## Source document
════

This is crystalizable sugar from the first step of refinement. It has a tan to brown color from the residual impurities. Some food faddists attribute beneficial results from using this but unless a lot is consumed, the potential benefits are very low. Demerara is the UK term; turbinado the US (and Spanish language?) term. Demerara is usually a dark brown shade while turbinado is lighter, more of a tan or taupe color. It is 98% sugar with some residual proteins and unfermentable carbohydrates present.
This is the residue of the sugar after the crystalized portion has been removed. The choice of names for this sugar syrup seem to reflect regional language preferences rather than any major differences. In the US, "molasses" is the preferred term while in the UK and ex-colonies, "treacle" is used. Regular treacle is an inverted sugar produced from the residue of refinement. The acid treatment darkens it. Molasses is filtered and may have a sulfur compound added to sterilize and stabilize it.
"Black treacle" is roughly the same flavor as "blackstrap molasses" however treacle may be produced differently. While there are differences between the differently named syrups, there is also a wide variability within syrups of the same name! Find one company's product you like since that may be the only level of consistency obtainable.
Light molasses is roughly 90% sugar. Blackstrap is about 50% sugar and has a wide variety of crud remaining.
Like molasses, this is a syrup that remains after the crystallizable sugars have been removed. However, since the syrup is removed later in the refinement process, it does not have as heavy a taste or color as molasses. Lyle & Tate's product is derived from cane sugar. The syrup has been inverted using a strong acid (hydrochloric acid, I think) and then counter-acted by the addition of base (NaOH) after a short time. Some of the golden color is from the acid treatment. A salty taste comes from the acid + base combining to form NaCl.
In the US, this is just refined sugar with some molasses added back in. The US food law says that only refined sugar (no raw components) can be sold with this name. This law may actually have more to do with enforcing a similar taste for both sugar beets and sugar cane since the beets, when un-refined, have a poorer taste than cane. [ Sidenote: with the possible elimination of sugar support prices in the US, this category may change...] Compare this to Piloncillo (Mexican brown sugar) which is a semi-refined granulated sugar.

════

## Data extract
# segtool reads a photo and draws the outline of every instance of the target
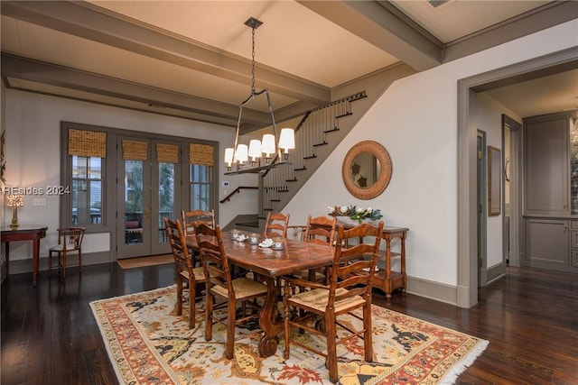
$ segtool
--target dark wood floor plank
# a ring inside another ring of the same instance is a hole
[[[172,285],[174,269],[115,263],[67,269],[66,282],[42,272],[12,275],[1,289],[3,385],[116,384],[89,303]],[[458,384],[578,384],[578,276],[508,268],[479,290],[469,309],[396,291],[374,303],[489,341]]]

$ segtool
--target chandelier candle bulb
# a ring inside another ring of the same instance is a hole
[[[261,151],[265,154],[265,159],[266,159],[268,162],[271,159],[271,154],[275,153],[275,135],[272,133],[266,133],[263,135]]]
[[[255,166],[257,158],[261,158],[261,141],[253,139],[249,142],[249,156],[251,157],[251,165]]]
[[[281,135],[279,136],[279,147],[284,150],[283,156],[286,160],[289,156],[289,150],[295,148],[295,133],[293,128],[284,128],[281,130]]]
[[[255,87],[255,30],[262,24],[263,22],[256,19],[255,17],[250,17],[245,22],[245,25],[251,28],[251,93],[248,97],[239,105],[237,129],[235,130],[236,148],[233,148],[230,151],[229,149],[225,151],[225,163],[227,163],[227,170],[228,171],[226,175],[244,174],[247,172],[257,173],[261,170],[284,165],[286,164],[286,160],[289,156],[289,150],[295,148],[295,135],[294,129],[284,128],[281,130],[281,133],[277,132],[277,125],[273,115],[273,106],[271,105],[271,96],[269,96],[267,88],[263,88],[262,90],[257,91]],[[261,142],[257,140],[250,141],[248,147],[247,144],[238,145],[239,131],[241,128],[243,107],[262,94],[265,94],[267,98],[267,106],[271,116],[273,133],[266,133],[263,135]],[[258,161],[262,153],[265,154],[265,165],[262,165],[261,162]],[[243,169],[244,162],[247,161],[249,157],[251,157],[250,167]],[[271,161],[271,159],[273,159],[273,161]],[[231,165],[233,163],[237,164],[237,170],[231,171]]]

════

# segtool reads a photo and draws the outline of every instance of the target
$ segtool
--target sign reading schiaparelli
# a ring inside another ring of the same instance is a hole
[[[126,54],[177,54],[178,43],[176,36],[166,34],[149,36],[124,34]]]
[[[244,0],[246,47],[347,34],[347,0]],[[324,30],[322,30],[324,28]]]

════

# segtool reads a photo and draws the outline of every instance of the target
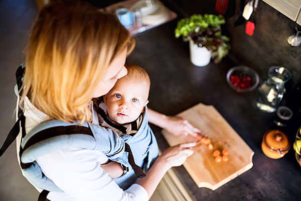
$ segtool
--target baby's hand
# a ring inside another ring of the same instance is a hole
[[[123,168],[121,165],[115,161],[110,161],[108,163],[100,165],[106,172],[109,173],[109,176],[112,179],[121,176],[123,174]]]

════

## Exercise A
In the sugar notes, please translate this sentence into Spanish: "Molasses is filtered and may have a sulfur compound added to sterilize and stabilize it."
## Exercise B
Write the next part of the notes on sugars and syrups, picking up after the final sentence about Piloncillo.

## Written reply A
La melaza se filtra y puede llevar añadido un compuesto de azufre para esterilizarla y estabilizarla.

## Written reply B
This sugar is commonly used in Belgium beers. It comes in several colors - light to dark. When added to beer, it thins out the high gravity beers and contributes color and, for the dark version, some residual caramel flavors. Candy sugar is sucrose. Its production is the same as for rock candy (i.e., slow crystallization of a concentrated sugar solution) made from straight sucrose so a brewer should be able to substitute regular sugar for it. Dark candy sugar has been carmelized before it is crystalized.
Basically glucose with water. May have maltose. Beware about buying the typical grocery store version because it _might_ have some vanillin/vanilla as a flavoring. Additionally, some brands have a preservative that could affect fermentation. Dark corn syrup is just the regular syrup with some coloring. Use wherever you would use straight glucose/dextrose such as priming.
Honey is a complex mix of sugars but it is mainly glucose (roughly 30%, by weight) and fructose (40%) in invert form; the bees supply the invertase, which is the enzyme that inverts the fructose. Honey's make-up is not consistent - it varies by source, season, region, and producer. It is about 75% fermentable sugar; the remainder is water, proteins, some minerals, etc.
Un- or semi-refined date sugar.
An unfermentable sugar (at least by ordinary beer yeasts) often used to boost the residual sweetness as in "milk stouts".
Some UK recipes call for this. To make it, you mix glucose and a dextrin powder in a 4:1 ratio. The 20% dextrin will remain unfermented and therefore lends body and mouthfeel that a pure sugar syrup would not.